Material for this exercise Start Marker

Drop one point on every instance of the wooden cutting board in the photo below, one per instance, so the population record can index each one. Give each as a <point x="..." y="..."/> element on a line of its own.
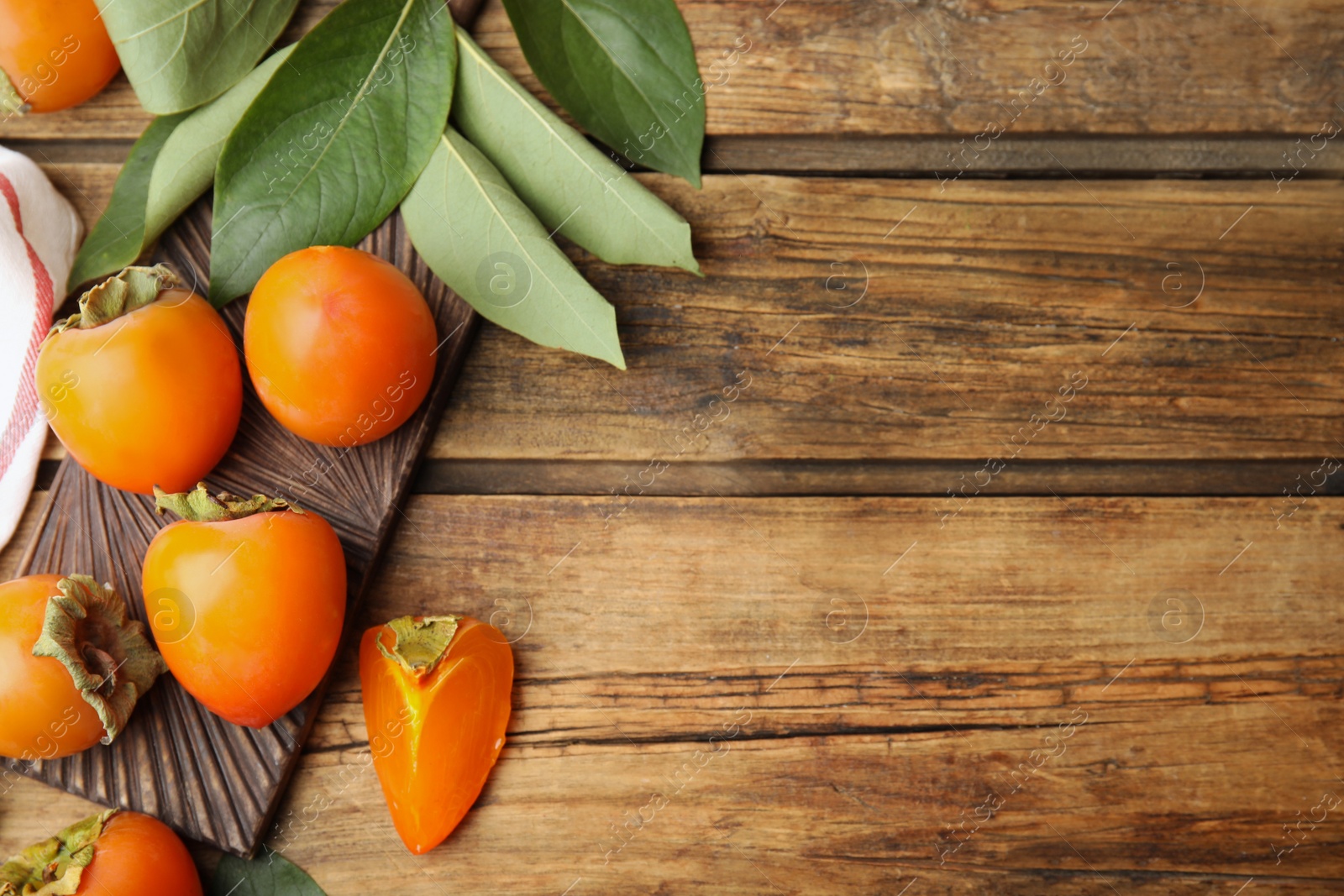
<point x="213" y="781"/>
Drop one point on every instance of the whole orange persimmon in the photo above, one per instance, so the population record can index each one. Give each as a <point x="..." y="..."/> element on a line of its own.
<point x="437" y="699"/>
<point x="143" y="385"/>
<point x="71" y="665"/>
<point x="55" y="53"/>
<point x="340" y="345"/>
<point x="134" y="855"/>
<point x="246" y="598"/>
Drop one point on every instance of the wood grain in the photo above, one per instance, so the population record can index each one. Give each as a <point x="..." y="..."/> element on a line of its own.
<point x="858" y="67"/>
<point x="213" y="781"/>
<point x="894" y="320"/>
<point x="978" y="308"/>
<point x="866" y="750"/>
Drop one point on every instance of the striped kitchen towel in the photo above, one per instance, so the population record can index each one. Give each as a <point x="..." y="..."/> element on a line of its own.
<point x="39" y="234"/>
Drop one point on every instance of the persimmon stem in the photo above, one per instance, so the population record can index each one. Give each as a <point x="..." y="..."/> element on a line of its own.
<point x="107" y="653"/>
<point x="57" y="860"/>
<point x="118" y="296"/>
<point x="199" y="506"/>
<point x="421" y="642"/>
<point x="11" y="103"/>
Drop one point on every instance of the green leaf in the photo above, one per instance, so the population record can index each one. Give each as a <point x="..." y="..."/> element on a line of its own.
<point x="625" y="70"/>
<point x="571" y="186"/>
<point x="484" y="242"/>
<point x="268" y="875"/>
<point x="186" y="164"/>
<point x="335" y="140"/>
<point x="120" y="234"/>
<point x="179" y="54"/>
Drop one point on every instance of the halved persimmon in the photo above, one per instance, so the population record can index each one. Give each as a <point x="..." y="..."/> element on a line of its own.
<point x="437" y="699"/>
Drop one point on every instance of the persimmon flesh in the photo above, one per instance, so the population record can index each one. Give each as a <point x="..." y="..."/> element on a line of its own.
<point x="55" y="53"/>
<point x="436" y="719"/>
<point x="340" y="345"/>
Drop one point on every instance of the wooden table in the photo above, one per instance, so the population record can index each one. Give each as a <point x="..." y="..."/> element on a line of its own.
<point x="985" y="580"/>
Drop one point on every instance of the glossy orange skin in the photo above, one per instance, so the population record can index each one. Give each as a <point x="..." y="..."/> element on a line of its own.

Material for this exercise End Marker

Work order.
Write the records out again in full, exactly, and skip every picture.

Exercise answer.
Drop one point on every instance of the wooden cutting board in the photo below, one per instance, so the population record can index each one. Give each as a <point x="..." y="..."/> element on a line of its own.
<point x="213" y="781"/>
Drop one point on every instance of the whole orange persimmon in the photo above, one per instance, so the population record can index each one. Give each as a <point x="..." y="..."/> element on a line of its own.
<point x="437" y="699"/>
<point x="143" y="385"/>
<point x="71" y="665"/>
<point x="55" y="53"/>
<point x="340" y="345"/>
<point x="134" y="855"/>
<point x="246" y="598"/>
Drop one point on every instance of the wood grain in the photo above, one per instance, so the population record can index each one. Give each as a <point x="..." y="..."/> element on a line of its own.
<point x="858" y="67"/>
<point x="213" y="781"/>
<point x="894" y="320"/>
<point x="978" y="308"/>
<point x="866" y="750"/>
Drop one point on every instance of the striped kitchen towel in the photo above, one per instance, so the population record can index each one. Give each as a <point x="..." y="..."/> element on a line of its own.
<point x="39" y="234"/>
Drop one point on every instance of the persimmon stem in the photo above, one per instance, so the population record can index each one. Give each as a <point x="..." y="..."/> element on a line of its own.
<point x="107" y="653"/>
<point x="57" y="860"/>
<point x="118" y="296"/>
<point x="199" y="506"/>
<point x="421" y="642"/>
<point x="11" y="103"/>
Drop one point on every instance of the green leaf in the photo above, one per instance, so the population record can index each one. Give each as a <point x="..." y="..."/> element on a line of its own.
<point x="625" y="70"/>
<point x="571" y="186"/>
<point x="484" y="242"/>
<point x="268" y="875"/>
<point x="186" y="164"/>
<point x="335" y="140"/>
<point x="120" y="234"/>
<point x="179" y="54"/>
Drop one point on every instance of the halved persimmon in the photo above, one per instance, so the population record can index each one. Give each as a <point x="..." y="..."/> element on a line of its own.
<point x="437" y="699"/>
Drop one point on every instance of the persimmon flesh in the photo above, one per instance, so the population record can index each one. Give each as a <point x="..." y="..."/> element on a line of its own.
<point x="55" y="53"/>
<point x="436" y="719"/>
<point x="340" y="345"/>
Drop one point on every instance of the wooden table in the photo above, one per instance, so the population record can index each one. Give each as a <point x="..." y="..."/> element on a line of its own.
<point x="985" y="580"/>
Drop one point on every instance of the glossy orange skin in the photo above, one per instance, so the population record can index each one. Give each as a <point x="..." y="..."/> element on a line of its own.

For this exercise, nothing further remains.